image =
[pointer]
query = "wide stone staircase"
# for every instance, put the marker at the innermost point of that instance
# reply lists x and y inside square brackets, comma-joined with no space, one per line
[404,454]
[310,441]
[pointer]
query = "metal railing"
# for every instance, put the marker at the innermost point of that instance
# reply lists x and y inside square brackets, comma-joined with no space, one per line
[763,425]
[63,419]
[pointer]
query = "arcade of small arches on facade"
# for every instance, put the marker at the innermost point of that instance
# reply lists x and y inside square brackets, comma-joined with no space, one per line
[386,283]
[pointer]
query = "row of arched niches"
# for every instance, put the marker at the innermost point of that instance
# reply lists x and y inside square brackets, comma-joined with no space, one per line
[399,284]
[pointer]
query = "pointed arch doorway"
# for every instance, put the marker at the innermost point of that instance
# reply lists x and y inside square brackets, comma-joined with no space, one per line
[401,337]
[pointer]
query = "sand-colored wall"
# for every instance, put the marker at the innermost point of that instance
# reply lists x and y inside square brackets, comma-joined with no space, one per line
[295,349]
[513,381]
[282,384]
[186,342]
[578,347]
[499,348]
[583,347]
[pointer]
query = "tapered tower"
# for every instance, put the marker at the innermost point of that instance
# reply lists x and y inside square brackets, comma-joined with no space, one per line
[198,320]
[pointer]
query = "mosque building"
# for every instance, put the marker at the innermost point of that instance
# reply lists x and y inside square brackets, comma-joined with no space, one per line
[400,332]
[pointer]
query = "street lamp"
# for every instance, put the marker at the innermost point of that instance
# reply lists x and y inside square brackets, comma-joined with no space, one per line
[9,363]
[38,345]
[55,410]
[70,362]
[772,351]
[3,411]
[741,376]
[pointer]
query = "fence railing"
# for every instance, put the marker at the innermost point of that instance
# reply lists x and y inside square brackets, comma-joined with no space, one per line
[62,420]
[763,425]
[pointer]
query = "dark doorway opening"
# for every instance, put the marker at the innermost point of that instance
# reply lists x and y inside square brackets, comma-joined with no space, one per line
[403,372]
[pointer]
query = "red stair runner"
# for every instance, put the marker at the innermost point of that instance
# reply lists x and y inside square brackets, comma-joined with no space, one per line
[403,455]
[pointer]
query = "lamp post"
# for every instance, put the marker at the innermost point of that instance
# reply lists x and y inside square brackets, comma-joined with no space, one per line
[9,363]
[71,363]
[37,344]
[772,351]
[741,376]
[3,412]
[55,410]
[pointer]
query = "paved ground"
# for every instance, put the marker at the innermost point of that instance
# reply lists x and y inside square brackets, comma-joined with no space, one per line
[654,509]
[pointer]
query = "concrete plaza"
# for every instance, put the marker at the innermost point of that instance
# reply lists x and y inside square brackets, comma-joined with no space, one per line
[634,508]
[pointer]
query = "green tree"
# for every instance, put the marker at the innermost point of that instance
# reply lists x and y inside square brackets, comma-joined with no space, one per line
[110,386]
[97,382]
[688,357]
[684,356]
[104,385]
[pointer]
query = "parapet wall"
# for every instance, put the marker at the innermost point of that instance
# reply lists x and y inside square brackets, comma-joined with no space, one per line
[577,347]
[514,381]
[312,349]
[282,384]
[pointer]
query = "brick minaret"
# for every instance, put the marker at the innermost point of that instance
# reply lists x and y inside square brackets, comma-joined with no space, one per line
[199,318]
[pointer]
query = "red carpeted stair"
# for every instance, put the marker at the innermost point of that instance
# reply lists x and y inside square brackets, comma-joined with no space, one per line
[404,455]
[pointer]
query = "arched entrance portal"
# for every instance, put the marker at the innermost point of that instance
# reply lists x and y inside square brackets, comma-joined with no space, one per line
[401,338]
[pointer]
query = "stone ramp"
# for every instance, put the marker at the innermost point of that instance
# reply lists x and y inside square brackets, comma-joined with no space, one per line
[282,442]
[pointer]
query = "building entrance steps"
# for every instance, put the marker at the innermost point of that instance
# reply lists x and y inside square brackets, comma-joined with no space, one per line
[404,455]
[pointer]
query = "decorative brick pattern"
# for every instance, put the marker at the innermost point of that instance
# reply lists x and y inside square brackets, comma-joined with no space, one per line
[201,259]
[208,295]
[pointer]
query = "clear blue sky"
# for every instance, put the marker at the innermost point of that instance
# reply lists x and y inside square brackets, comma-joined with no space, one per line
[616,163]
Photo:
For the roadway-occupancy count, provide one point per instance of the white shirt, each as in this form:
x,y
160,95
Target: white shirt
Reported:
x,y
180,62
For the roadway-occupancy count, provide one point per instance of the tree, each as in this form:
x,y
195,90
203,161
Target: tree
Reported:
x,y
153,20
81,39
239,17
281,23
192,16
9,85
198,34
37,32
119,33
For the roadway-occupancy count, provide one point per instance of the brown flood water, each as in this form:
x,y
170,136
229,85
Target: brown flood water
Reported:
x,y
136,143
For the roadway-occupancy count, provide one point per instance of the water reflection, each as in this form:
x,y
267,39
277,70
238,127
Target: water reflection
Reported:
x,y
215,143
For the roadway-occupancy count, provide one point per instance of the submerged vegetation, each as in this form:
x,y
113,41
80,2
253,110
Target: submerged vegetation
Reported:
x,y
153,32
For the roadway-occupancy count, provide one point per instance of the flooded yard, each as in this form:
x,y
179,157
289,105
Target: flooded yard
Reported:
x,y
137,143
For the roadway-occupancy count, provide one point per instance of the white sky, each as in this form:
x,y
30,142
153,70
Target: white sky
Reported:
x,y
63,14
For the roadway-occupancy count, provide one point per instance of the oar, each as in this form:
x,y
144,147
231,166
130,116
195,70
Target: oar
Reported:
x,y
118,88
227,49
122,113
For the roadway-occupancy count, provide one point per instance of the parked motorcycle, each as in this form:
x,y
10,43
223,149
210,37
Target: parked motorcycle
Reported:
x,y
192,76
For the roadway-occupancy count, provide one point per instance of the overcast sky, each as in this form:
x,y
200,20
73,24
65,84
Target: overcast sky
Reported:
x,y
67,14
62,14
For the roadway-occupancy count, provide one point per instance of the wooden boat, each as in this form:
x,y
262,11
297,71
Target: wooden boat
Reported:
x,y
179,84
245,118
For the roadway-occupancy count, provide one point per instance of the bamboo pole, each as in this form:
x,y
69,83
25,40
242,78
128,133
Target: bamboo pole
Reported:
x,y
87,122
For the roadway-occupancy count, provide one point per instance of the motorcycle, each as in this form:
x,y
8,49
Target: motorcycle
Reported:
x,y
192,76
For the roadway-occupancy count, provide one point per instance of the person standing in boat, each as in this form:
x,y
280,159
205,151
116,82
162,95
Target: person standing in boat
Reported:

_ _ _ _

§ **DESCRIPTION OF THE TASK**
Type the whole listing again, unaltered.

§ **OUTPUT BELOW**
image =
[pointer]
query = "wide stone staircase"
# for every instance, put the marker at the innermost point of that instance
# reply lists x and y inside square brackets, comma-joined with no space, one per line
[404,454]
[310,441]
[pointer]
query = "metal railing"
# for every instance, put the marker at the innermost point of that instance
# reply lists x and y inside square brackets, comma-joined with no space, one per line
[763,425]
[63,419]
[pointer]
query = "arcade of small arches on facade"
# for every instance, put the marker at the innermost point of that instance
# reply lists x and y inside square brackets, comma-joined with no space, one per line
[386,283]
[pointer]
query = "row of arched niches"
# for every instance, put the marker at the innermost point of that instance
# reply lists x and y inside square brackets, comma-joined with no space, one per line
[399,284]
[pointer]
query = "pointed arch doorway"
# for every instance, put the marker at the innermost point of that instance
# reply lists x and y inside square brackets, comma-joined with no space, one per line
[401,337]
[pointer]
query = "sand-colored wall"
# for every instance, put the marker at the innermost point of that instance
# reply lists x and y inside square brackets, comma-joined with no space, one per line
[295,349]
[513,381]
[282,384]
[186,342]
[578,347]
[499,348]
[583,347]
[pointer]
query = "tapered tower"
# for every instance, put the marker at the innermost point of that instance
# reply lists x and y inside square brackets, comma-joined with no space, one per line
[198,320]
[pointer]
query = "mosque building"
# for every instance, put the marker at the innermost point of that instance
# reply lists x and y inside square brackets, comma-joined with no space, one per line
[400,332]
[pointer]
query = "street lamp"
# for every instance, put the marker at the innermost point of that instance
# reply lists x and y inside square brackets, comma-joined with no space, one per line
[9,363]
[38,345]
[55,410]
[70,362]
[772,351]
[3,411]
[741,376]
[pointer]
query = "fence railing"
# for every instance, put the marker at the innermost point of that instance
# reply lists x and y inside square brackets, comma-joined with no space, one per line
[62,420]
[763,425]
[pointer]
query = "dark doorway opening"
# for every instance, put the marker at the innermost point of that instance
# reply lists x and y inside square brackets, comma-joined with no space, one per line
[403,372]
[pointer]
query = "red stair runner"
# for every instance, put the marker at the innermost point of that instance
# reply lists x and y inside square brackets, comma-joined with no space, one per line
[403,455]
[pointer]
query = "lamp post"
# for every instance, put the marker at the innermost point of that instance
# reply lists x and y inside square brackets, comma-joined with no space, one per line
[9,363]
[71,363]
[37,344]
[772,351]
[741,376]
[3,412]
[55,410]
[pointer]
query = "paved ground"
# for every instance, put the marker at the innermost point of that instance
# reply lists x and y inside square brackets, comma-joined with no space, one per line
[654,509]
[pointer]
query = "concrete plaza"
# for every instance, put the marker at the innermost point of that instance
# reply lists x and y inside square brackets, comma-joined with no space, one per line
[634,508]
[pointer]
query = "green tree"
# for every instance, put the marker at the innermost point of that instance
# reply lists x and y inside square brackets, comma-joined with no space, one per line
[110,386]
[97,382]
[688,357]
[684,356]
[104,385]
[pointer]
query = "parapet wall"
# for every instance, put the marker at the innermost point of that instance
# reply lists x and y inside square brackets, comma-joined with no space, one per line
[577,347]
[514,381]
[312,349]
[282,384]
[pointer]
query = "brick minaret"
# for every instance, put the marker at the innermost point of that instance
# reply lists x and y inside square brackets, comma-joined with no space, one per line
[199,318]
[pointer]
query = "red carpeted stair"
# for every instance, put the marker at the innermost point of that instance
# reply lists x and y inside square brackets, comma-joined with no space, one per line
[404,455]
[pointer]
query = "arched entrance portal"
# for every instance, put the marker at the innermost point of that instance
# reply lists x and y inside square brackets, comma-joined with no space, one per line
[401,338]
[pointer]
query = "stone ramp"
# for every instance, put the marker at the innermost point of that instance
# reply lists x and y inside square brackets, comma-joined with no space, one per line
[282,442]
[pointer]
query = "building entrance steps"
# for every instance, put the marker at the innermost point of that instance
# reply lists x and y inside square brackets, comma-joined with no space, one per line
[404,455]
[pointer]
query = "decorative brick pattern"
# for every instance, put the marker at the innermost point of that instance
# reply lists x and y inside square brackets, comma-joined with no space, one per line
[201,259]
[208,295]
[pointer]
query = "clear blue sky"
# for every instance, put the marker at the innermost point of that instance
# reply lists x and y inside square brackets, comma-joined with no space, one per line
[616,163]
Photo:
For the roadway-occupancy count, provide one point per instance of the white shirt, each as in this form:
x,y
160,95
Target: white shirt
Reported:
x,y
180,62
For the roadway-occupancy count, provide one point per instance of the tree, each as in this form:
x,y
195,90
203,161
Target: tree
Reported:
x,y
153,20
81,39
239,17
281,23
192,16
9,85
198,34
37,32
119,33
For the roadway-occupancy count, provide one point per instance of the brown flood water, each as in this form:
x,y
170,136
229,85
Target: brown flood water
Reported:
x,y
136,143
For the roadway-occupancy count, provide one point per instance of the water reflection, each as in this form:
x,y
267,39
277,70
238,127
Target: water reflection
Reported:
x,y
215,143
For the roadway-occupancy count, provide one point per instance of the submerged vegetation, each as in this form:
x,y
113,41
80,2
253,110
Target: submerged vegetation
Reported:
x,y
153,32
For the roadway-occupancy count, provide one point per instance of the flooded yard, each as in this form:
x,y
179,157
289,105
Target: flooded yard
Reported:
x,y
137,143
For the roadway-occupancy count, provide one point per instance of the white sky, each as in this form:
x,y
30,142
153,70
Target: white sky
Reported:
x,y
63,14
For the roadway-occupancy count, provide one point per instance of the oar, each as in this form:
x,y
144,147
231,166
130,116
195,70
Target: oar
Reported:
x,y
118,88
227,49
122,113
For the roadway-occupancy count, provide one point per instance of the parked motorcycle, each as in this form:
x,y
10,43
223,149
210,37
Target: parked motorcycle
Reported:
x,y
192,76
For the roadway-occupancy count, provide one point per instance of the overcast sky, each as in this form:
x,y
200,20
73,24
65,84
Target: overcast sky
Reported:
x,y
67,14
62,14
For the roadway-occupancy count, provide one point per instance of the wooden boat, each as in this form:
x,y
262,11
297,71
Target: wooden boat
Reported:
x,y
179,84
245,118
For the roadway-occupancy count, provide one point per instance of the bamboo pole, each as in this form:
x,y
69,83
25,40
242,78
128,133
Target: bamboo pole
Reported:
x,y
87,122
For the roadway-occupancy count, provide one point per instance of the motorcycle, each as in this form:
x,y
8,49
Target: motorcycle
Reported:
x,y
192,76
For the roadway-occupancy count, provide one point per instance of the person standing in boat, each as in this form:
x,y
280,159
205,151
116,82
162,95
Target: person standing in boat
Reported:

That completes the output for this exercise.